In one sense, the town in which the narrative (can it really be called a story?) is set, is understood in historical and geological terms. It was not always there. And what presently exists has moved farther and farther from what might have been the natural state of the land.  The strata of geological time is mirrored in the (perfectly iced) layers of a cake as the inexecrable pressure of conformity takes hold. It’s a world of gossip and prejudices and peculiar notions of social cohesion and natural preservation. At the same time, there is a sense that chronological time is at once stretched out and bunched together, as if this town, all of America perhaps, is perched on the edge of a black hole. Dutton’s narrator, in her suburban technicolour irreality knows that feeling well and delights in these exaggerated bubbles of time. Her days are compressed, distorted and often very lonely:

We identify with metaphors about need and space. It is central to our values, which range from sexual depravity to temperance to melodrama. Then, in the middle of the afternoon, someone sends a rake against the asphalt. I grab my hat, full of enthusiasm, and head outside seeking kinship with others, but the street is deserted. Instead, I continue to function alone in the house. I am essentially productive and genuine and important. I bake banana bread and paint the ceiling. On the TV is an interview with a young woman saying loudly “Could I? Could I?” Later, a little boy in a driveway tells me he has three superpowers: eating yogurt with his eyes closed, reading upside down, and breathing warm air. A smaller boy drops a plastic gun and runs over to say: “Even my superpower is jumping on one foot.” But anyone can do that. So I jump on one foot for fifteen years, and he jumps too, and the other boy watches blandly from the seat of his bike, and no one walks down the sidewalk or drives down the street at all. I might as well think of this as the period of jumping.

Because there is an intentional feedback loop quality to the days that unspool and blur into one another in this most unusual novel, this Walden for an increasingly sterile modern age, it may be easy to wonder what it is like to read. With its compendium of lists and descriptive vignettes, the real or imaginary letters the narrator composes to various neighbours—generally to gently express her concerns about their behaviour—and her own endless efforts to coordinate herself, like any another object, with her environment, SPRAWL is enchanting, uncanny and unsettling. And, of course, it’s also very funny.

As the end nears, the narrative grows increasingly abstract and existential, cracks start to appear in the domestic veneer, but Dutton’s hand is so steady, her language so endlessly surprising that one is, as Renee Gladman notes in her Afterword, reluctant to leave this bright and brilliantly realized world behind. It is akin to living, for a time, in a painting—a still life at once realist and surreal—that contains within its frame, a sharp and insightful commentary on contemporary suburban life in America.

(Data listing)

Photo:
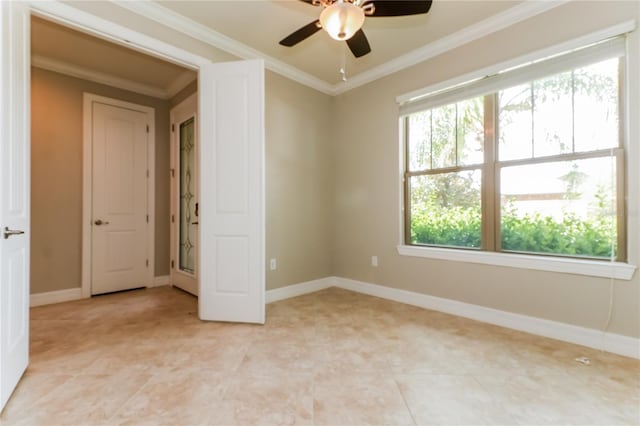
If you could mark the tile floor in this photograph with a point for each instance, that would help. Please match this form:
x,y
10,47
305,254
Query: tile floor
x,y
328,358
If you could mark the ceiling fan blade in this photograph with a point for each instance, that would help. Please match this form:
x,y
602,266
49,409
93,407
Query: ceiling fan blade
x,y
301,34
399,7
359,44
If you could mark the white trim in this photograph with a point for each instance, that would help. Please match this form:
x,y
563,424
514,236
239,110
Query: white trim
x,y
48,298
87,185
591,268
603,34
615,343
65,68
500,21
174,20
298,289
182,81
203,33
72,17
160,281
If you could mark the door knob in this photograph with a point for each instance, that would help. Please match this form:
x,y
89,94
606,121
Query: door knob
x,y
9,232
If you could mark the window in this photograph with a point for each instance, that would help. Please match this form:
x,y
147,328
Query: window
x,y
530,160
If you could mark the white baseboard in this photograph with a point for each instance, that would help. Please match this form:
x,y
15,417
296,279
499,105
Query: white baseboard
x,y
298,289
160,281
67,295
615,343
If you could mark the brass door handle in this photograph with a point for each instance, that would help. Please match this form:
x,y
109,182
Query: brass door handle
x,y
9,232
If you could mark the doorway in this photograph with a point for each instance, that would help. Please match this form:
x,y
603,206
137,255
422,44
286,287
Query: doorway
x,y
231,232
184,200
118,196
63,221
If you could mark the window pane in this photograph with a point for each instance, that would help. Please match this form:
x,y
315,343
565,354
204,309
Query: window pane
x,y
553,115
515,123
564,207
596,106
445,209
444,136
470,131
420,141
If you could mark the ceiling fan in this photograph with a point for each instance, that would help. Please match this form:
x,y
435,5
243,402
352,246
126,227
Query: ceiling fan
x,y
343,19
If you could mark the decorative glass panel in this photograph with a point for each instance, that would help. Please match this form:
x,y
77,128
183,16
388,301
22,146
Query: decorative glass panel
x,y
187,197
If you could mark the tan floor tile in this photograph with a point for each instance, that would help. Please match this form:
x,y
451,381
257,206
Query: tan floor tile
x,y
327,358
359,400
552,400
182,397
283,400
84,399
30,390
450,400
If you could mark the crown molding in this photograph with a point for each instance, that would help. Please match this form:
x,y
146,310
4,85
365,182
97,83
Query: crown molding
x,y
61,67
498,22
182,81
171,19
187,26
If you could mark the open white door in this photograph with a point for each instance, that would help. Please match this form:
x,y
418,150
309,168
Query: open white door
x,y
231,257
14,195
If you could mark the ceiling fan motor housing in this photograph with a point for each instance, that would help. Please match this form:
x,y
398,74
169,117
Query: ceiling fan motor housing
x,y
342,19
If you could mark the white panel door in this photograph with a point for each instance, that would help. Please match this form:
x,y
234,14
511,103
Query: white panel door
x,y
14,195
231,265
119,230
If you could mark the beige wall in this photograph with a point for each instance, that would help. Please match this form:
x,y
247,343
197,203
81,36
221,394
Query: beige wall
x,y
56,181
333,195
299,181
368,193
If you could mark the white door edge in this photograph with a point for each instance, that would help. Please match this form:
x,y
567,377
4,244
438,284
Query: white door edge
x,y
87,194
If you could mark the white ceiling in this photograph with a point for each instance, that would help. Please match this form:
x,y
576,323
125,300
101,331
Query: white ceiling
x,y
262,24
253,28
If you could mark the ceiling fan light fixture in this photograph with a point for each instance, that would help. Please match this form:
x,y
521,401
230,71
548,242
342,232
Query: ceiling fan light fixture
x,y
342,19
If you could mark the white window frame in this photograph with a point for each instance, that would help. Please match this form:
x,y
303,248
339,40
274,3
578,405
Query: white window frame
x,y
438,94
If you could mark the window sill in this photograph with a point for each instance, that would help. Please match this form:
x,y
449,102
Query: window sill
x,y
617,270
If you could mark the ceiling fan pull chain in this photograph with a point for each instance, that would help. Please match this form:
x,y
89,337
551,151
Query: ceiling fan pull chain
x,y
343,68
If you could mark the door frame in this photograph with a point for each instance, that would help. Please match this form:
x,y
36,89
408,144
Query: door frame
x,y
187,105
87,185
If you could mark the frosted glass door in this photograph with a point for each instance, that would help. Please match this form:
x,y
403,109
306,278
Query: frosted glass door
x,y
188,206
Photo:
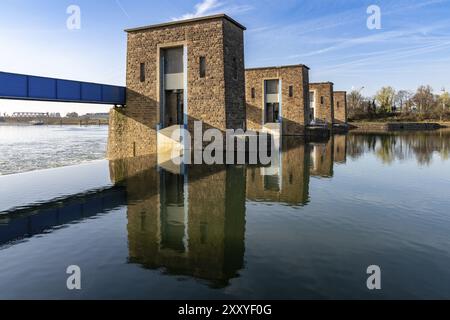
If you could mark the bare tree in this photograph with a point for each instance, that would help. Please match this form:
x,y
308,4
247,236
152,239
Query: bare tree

• _Written request 1_:
From the review, extract the passage that begins at the words "As the end nears, the" and stops after the words "life in America.".
• _Written request 2_:
Show each line of the listing that contains the string "glass", with case counting in the match.

• _Written solution 1_:
As the end nears, the narrative grows increasingly abstract and existential, cracks start to appear in the domestic veneer, but Dutton’s hand is so steady, her language so endlessly surprising that one is, as Renee Gladman notes in her Afterword, reluctant to leave this bright and brilliantly realized world behind. It is akin to living, for a time, in a painting—a still life at once realist and surreal—that contains within its frame, a sharp and insightful commentary on contemporary suburban life in America.

• _Written solution 2_:
If you could mark the decorative glass panel in this photograph with a point for each instance, that would help. Please match this form:
Query: decorative glass panel
If you could mark the frosted glass door in this photograph with a point for each instance, that would help. Please match this form:
Query: frosted glass door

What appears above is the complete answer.